> [TRECHO SELECIONADO]

A Administração Pública Federal, assim como as estaduais, as municipais e a distrital, possui demarcação normativa e disciplinadora de papéis e funções. Inclusive, o próprio Poder Judiciário possui essa delimitação. Ininteligível seria a qualquer Tribunal que um advogado distribuísse uma ação de divórcio na Justiça Federal com a argumentação de que a Vara de Família Estadual estaria congestionada. Igualmente, ininteligível seria a postura de uma pessoa que tenha furtada sua carteira e documentos na rodoviária que demandasse uma força-tarefa da Polícia Federal para atuar em seu caso. Mais. Não seria crível que alguém demandasse que um Procurador da República, membro do Ministério Público Federal, participasse de uma ação de alimentos em dada Comarca, que por acaso esteja sem seu Promotor de Justiça.

> [TAREFA A REALIZAR] Cite a parte do texto sobre a delimitação de funções na Administração Pública que começa nas palavras "A Administração Pública" e termina depois de "Promotor de Justiça.".

> [DADOS FORNECIDOS]
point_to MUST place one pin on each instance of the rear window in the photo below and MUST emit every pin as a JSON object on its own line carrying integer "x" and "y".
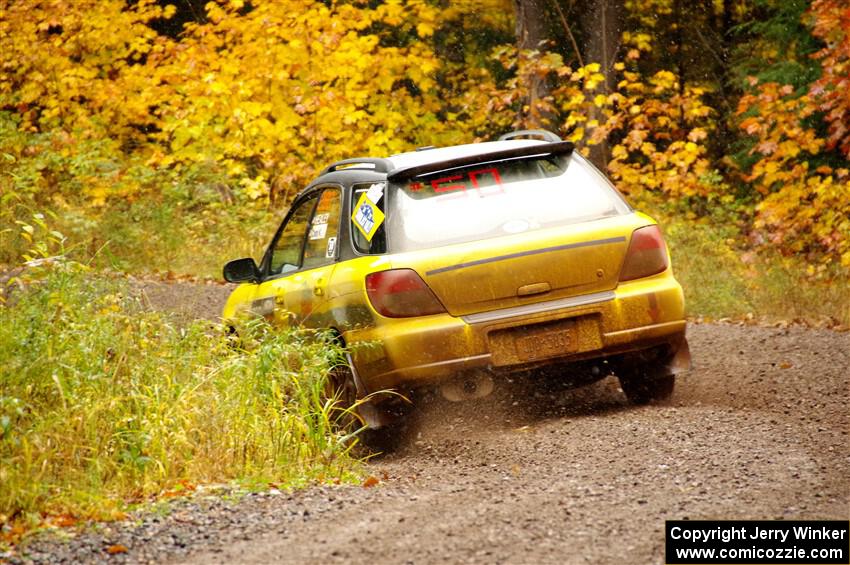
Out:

> [RESPOSTA DO EXERCÍCIO]
A Administração Pública Federal, assim como as estaduais, as municipais e a distrital, possui demarcação normativa e disciplinadora de papéis e funções. Inclusive, o próprio Poder Judiciário possui essa delimitação. Ininteligível seria a qualquer Tribunal que um advogado distribuísse uma ação de divórcio na Justiça Federal com a argumentação de que a Vara de Família Estadual estaria congestionada. Igualmente, ininteligível seria a postura de uma pessoa que tenha furtada sua carteira e documentos na rodoviária que demandasse uma força-tarefa da Polícia Federal para atuar em seu caso. Mais. Não seria crível que alguém demandasse que um Procurador da República, membro do Ministério Público Federal, participasse de uma ação de alimentos em dada Comarca, que por acaso esteja sem seu Promotor de Justiça.